## [PAGE EXCERPT]
[Start of section]
- Born: Earl Moseman Teter October 1, 1901 Noblesville, Indiana, U.S.
- Died: July 5, 1942 (aged 40) Indianapolis, Indiana, U.S.

= Lucky Teter =

American stunt driver (1901–1942)

Earl Moseman "Lucky" Teter (October 1, 1901 – July 5, 1942) was an American stunt driver, showman and entrepreneur. He pioneered and popularized the touring stunt driving show, performing across the country until his death in a car jumping stunt.

== Biography ==

Born in Noblesville, Indiana, Teter was a gas station attendant who, by 1932, was performing automobile and motorcycle stunts. "Lucky Teter and His Hell Drivers" performed across the United States and Canada beginning in 1936, and had great success for six years. His show was so popular that, in some years, he performed at the Canadian National Exhibition in Toronto in the afternoons, then flew to Syracuse, New York, to appear in the New York State Fair at night, which required two sets of equipment. He is credited with creating such now-staple stunts as jumping a car from ramp to ramp and rolling a car. He was also the first to team up with an automobile company, in his case Plymouth, promoting its products in exchange for backing.
[End of section]
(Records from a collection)
[Start of section]
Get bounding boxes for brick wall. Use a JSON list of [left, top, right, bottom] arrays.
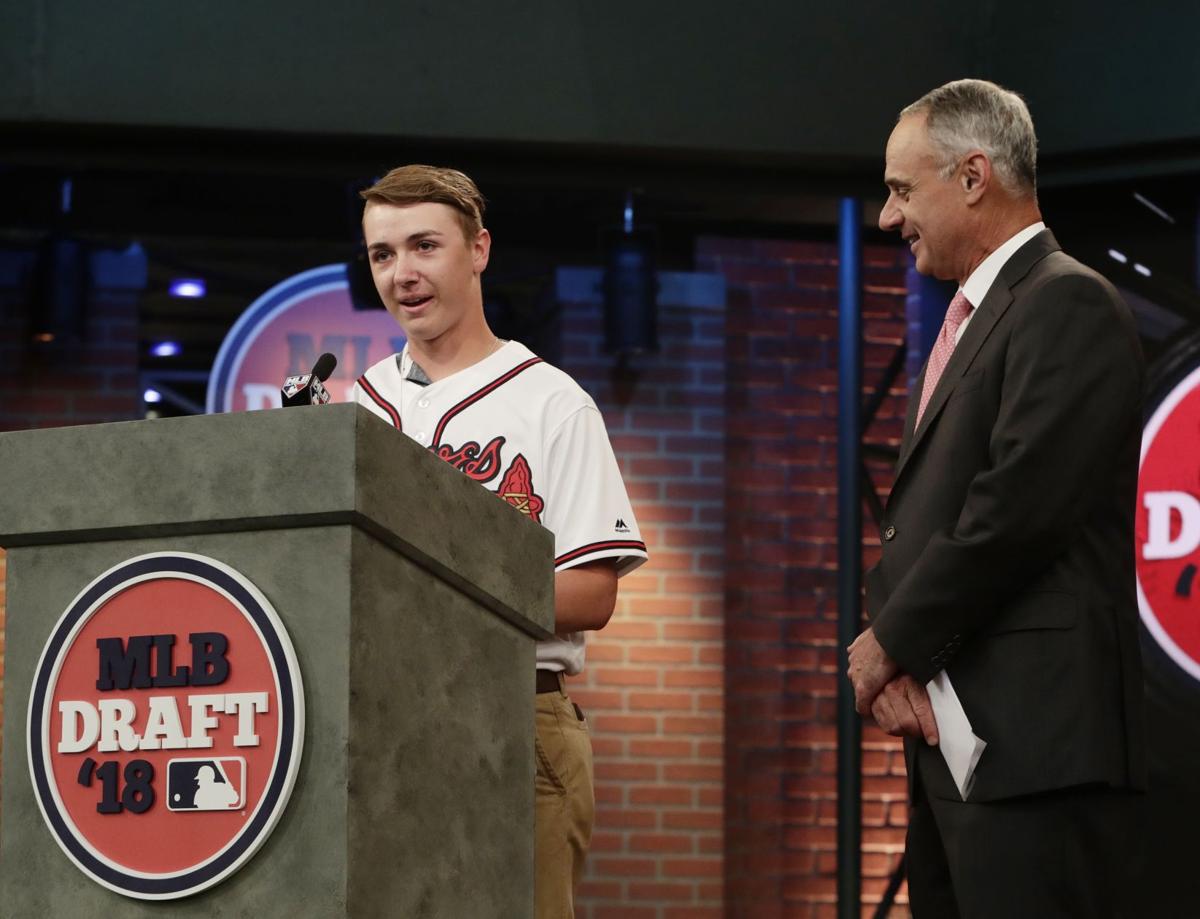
[[697, 239, 906, 919], [562, 284, 725, 919]]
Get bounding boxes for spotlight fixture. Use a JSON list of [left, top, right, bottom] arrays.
[[604, 192, 659, 355], [167, 277, 208, 300]]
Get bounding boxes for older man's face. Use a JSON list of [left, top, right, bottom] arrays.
[[880, 114, 968, 284]]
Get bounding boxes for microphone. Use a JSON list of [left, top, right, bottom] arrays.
[[280, 352, 337, 408]]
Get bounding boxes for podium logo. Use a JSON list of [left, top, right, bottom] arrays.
[[1136, 366, 1200, 680], [28, 552, 304, 900]]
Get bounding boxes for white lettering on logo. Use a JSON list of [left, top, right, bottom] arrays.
[[1141, 492, 1200, 561], [241, 383, 280, 412], [58, 692, 270, 753]]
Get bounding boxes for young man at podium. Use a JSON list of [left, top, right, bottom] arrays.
[[355, 166, 646, 919]]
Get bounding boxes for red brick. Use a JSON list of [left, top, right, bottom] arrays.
[[629, 833, 695, 854]]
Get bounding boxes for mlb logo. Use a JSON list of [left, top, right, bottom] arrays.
[[167, 756, 246, 811]]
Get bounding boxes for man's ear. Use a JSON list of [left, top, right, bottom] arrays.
[[959, 150, 991, 204], [470, 229, 492, 275]]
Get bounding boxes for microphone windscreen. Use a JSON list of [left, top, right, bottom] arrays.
[[312, 352, 337, 383]]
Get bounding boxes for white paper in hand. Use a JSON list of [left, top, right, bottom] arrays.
[[925, 671, 988, 800]]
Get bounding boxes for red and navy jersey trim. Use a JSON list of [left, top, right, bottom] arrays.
[[432, 358, 542, 450], [359, 373, 404, 431], [554, 539, 646, 565]]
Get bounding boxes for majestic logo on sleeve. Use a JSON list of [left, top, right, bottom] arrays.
[[1136, 366, 1200, 680], [28, 553, 304, 900]]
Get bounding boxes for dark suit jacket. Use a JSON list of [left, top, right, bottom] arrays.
[[866, 230, 1145, 801]]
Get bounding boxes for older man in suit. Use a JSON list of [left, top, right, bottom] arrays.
[[848, 80, 1145, 919]]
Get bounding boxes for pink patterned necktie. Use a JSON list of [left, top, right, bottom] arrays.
[[913, 290, 974, 428]]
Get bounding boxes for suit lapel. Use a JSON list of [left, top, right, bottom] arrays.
[[892, 229, 1060, 491]]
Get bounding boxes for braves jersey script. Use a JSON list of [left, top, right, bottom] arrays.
[[354, 342, 647, 674]]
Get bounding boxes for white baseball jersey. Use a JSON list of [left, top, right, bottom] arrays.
[[354, 342, 647, 674]]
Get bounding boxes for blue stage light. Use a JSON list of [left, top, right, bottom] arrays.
[[169, 277, 208, 298]]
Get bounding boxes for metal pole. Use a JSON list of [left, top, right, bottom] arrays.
[[838, 198, 863, 919]]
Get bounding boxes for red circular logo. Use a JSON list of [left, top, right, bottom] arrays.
[[29, 553, 304, 900], [1136, 366, 1200, 679]]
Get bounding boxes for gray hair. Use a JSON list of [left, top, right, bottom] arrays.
[[896, 79, 1038, 196]]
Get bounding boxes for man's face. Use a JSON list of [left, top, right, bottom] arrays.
[[362, 202, 491, 342], [880, 114, 968, 283]]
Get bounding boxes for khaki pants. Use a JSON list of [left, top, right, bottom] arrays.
[[534, 692, 595, 919]]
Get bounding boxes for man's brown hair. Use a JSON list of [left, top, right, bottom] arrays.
[[359, 164, 485, 242]]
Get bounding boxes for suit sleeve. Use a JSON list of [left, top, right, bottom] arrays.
[[872, 274, 1142, 681]]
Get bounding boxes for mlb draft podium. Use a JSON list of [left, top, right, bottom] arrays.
[[0, 404, 553, 919]]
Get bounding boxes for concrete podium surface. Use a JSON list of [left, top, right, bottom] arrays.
[[0, 404, 553, 919]]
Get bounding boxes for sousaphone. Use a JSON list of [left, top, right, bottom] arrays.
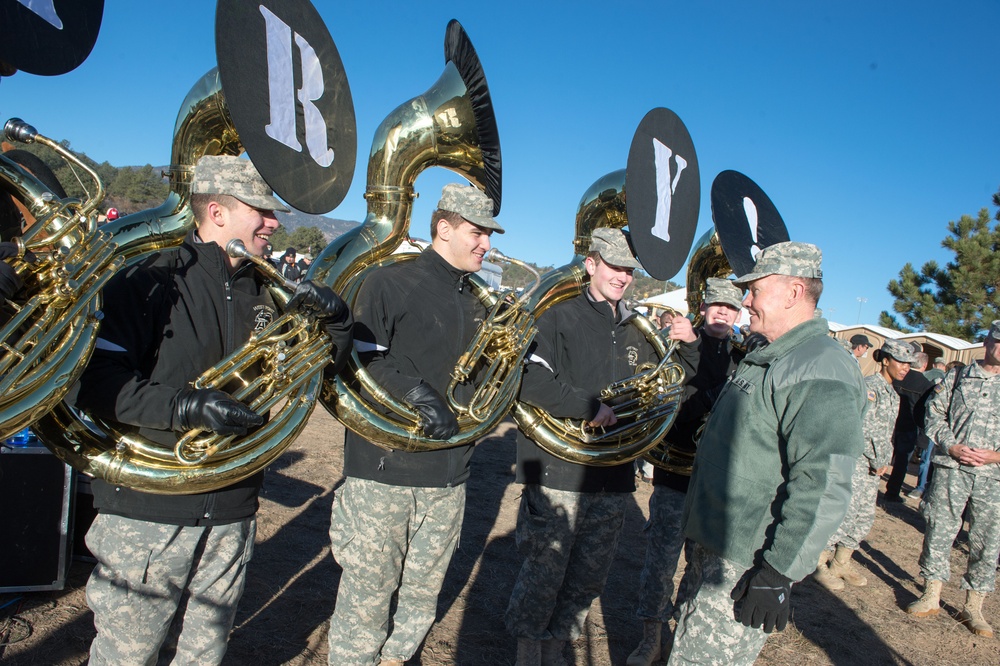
[[307, 20, 535, 452], [514, 108, 701, 466], [39, 0, 354, 494], [645, 171, 789, 476]]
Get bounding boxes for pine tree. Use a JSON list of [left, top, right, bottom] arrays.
[[879, 189, 1000, 341]]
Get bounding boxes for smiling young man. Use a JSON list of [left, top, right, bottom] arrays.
[[70, 156, 352, 666], [506, 228, 698, 666], [668, 242, 865, 664], [329, 184, 503, 666], [626, 278, 743, 666], [814, 340, 916, 591]]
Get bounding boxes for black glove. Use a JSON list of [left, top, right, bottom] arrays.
[[403, 382, 458, 439], [0, 243, 24, 298], [288, 280, 350, 327], [174, 389, 264, 435], [729, 561, 792, 634]]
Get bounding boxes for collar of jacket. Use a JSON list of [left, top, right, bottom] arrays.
[[743, 317, 830, 365], [581, 287, 635, 324], [184, 229, 253, 280], [416, 247, 469, 291]]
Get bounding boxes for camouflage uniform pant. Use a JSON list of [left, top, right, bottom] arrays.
[[87, 514, 257, 666], [667, 544, 767, 666], [635, 486, 692, 622], [827, 456, 880, 550], [920, 466, 1000, 592], [328, 477, 465, 666], [505, 484, 629, 641]]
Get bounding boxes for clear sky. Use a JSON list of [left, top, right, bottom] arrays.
[[0, 0, 1000, 324]]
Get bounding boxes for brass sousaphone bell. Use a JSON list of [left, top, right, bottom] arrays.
[[514, 108, 700, 466], [39, 2, 354, 494], [645, 171, 789, 476], [307, 20, 535, 451]]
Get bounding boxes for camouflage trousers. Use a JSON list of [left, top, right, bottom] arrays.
[[667, 543, 767, 666], [86, 514, 257, 666], [505, 484, 629, 641], [827, 456, 880, 550], [920, 465, 1000, 592], [635, 486, 693, 622], [328, 477, 465, 666]]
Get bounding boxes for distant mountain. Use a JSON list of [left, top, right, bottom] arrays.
[[276, 210, 361, 242]]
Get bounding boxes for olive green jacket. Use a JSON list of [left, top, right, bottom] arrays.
[[684, 319, 867, 580]]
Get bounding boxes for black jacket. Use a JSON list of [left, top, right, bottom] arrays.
[[71, 233, 351, 525], [653, 328, 742, 492], [344, 249, 486, 488], [517, 290, 698, 492]]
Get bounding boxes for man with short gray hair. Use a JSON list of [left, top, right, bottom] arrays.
[[906, 320, 1000, 637], [668, 242, 865, 664], [69, 156, 352, 666]]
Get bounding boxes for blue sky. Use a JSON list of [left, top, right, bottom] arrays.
[[0, 0, 1000, 324]]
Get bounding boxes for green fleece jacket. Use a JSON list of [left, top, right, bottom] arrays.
[[684, 319, 866, 580]]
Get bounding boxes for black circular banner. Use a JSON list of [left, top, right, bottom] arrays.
[[215, 0, 358, 214], [712, 171, 789, 276], [0, 0, 104, 76], [625, 108, 701, 280]]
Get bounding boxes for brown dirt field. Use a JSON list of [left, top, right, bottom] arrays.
[[0, 409, 1000, 666]]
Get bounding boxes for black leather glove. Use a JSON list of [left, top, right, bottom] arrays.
[[288, 280, 350, 327], [0, 243, 24, 298], [403, 382, 458, 439], [174, 389, 264, 435], [729, 561, 792, 634]]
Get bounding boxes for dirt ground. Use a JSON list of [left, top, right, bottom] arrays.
[[0, 408, 1000, 666]]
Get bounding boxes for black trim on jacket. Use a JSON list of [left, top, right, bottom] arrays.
[[344, 248, 486, 488]]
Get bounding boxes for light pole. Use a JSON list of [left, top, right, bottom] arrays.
[[854, 296, 868, 324]]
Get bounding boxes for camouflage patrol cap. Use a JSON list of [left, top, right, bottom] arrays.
[[191, 155, 288, 213], [590, 227, 642, 268], [438, 183, 503, 234], [704, 278, 743, 310], [733, 241, 823, 287], [879, 340, 917, 363]]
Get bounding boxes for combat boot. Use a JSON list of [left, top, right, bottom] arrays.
[[830, 546, 868, 587], [541, 638, 566, 666], [625, 620, 663, 666], [906, 580, 944, 617], [958, 590, 993, 638], [813, 549, 844, 592], [514, 638, 542, 666]]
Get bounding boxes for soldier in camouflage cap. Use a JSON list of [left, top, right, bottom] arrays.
[[670, 237, 866, 664], [431, 183, 504, 236], [735, 241, 823, 286], [191, 155, 288, 213], [70, 157, 353, 666], [328, 184, 503, 666], [590, 227, 642, 268], [504, 227, 698, 664], [906, 320, 1000, 637], [626, 277, 743, 666], [703, 278, 743, 310], [815, 340, 914, 590]]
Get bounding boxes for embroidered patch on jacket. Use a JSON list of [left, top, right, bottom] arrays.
[[625, 345, 639, 368], [253, 305, 275, 333]]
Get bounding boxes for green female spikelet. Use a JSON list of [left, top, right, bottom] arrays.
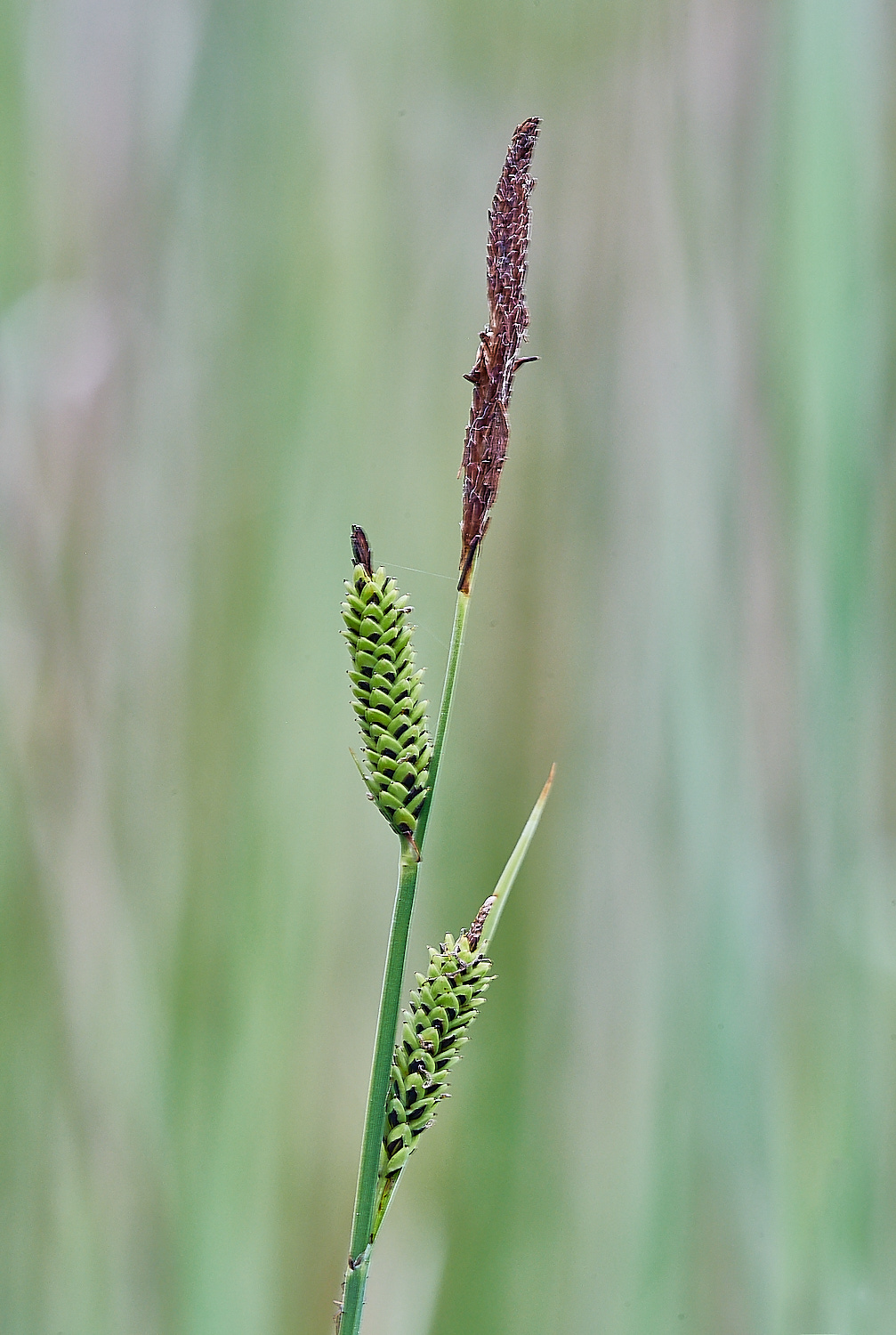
[End of section]
## [TASK SET]
1. Set down the passage of the Lucky Teter text from "Born in Noblesville, Indiana, Teter" to "exchange for backing." word for word.
2. Take the Lucky Teter text further from the point where it stops.

## [ANSWERS FOR THIS EXERCISE]
1.
Born in Noblesville, Indiana, Teter was a gas station attendant who, by 1932, was performing automobile and motorcycle stunts. "Lucky Teter and His Hell Drivers" performed across the United States and Canada beginning in 1936, and had great success for six years. His show was so popular that, in some years, he performed at the Canadian National Exhibition in Toronto in the afternoons, then flew to Syracuse, New York, to appear in the New York State Fair at night, which required two sets of equipment. He is credited with creating such now-staple stunts as jumping a car from ramp to ramp and rolling a car. He was also the first to team up with an automobile company, in his case Plymouth, promoting its products in exchange for backing.

2.
Teter submitted entries for the 1936 Indianapolis 500 and the 1937 Vanderbilt Cup, but did not appear for either race. He also appeared in some documentary shorts and did some (uncredited) stunt driving for the 1936 film Speed, which featured James Stewart in his first starring role.

On July 5, 1942, Teter was the last performer at an Army Relief benefit at the Indiana State Fair Grounds. He planned to break his own world distance record by jumping 150 ft over a transport truck. He drove a 1938 Plymouth at 65 mph and jumped off the first ramp, but came down several feet short and crashed into the supports of the landing ramp. He died in the ambulance taking him to the hospital. After his death, his widow sold the show to Joie Chitwood.

== Documentary ==

Teter was the subject of a 2011 documentary, Lucky Teter and His Hell Drivers.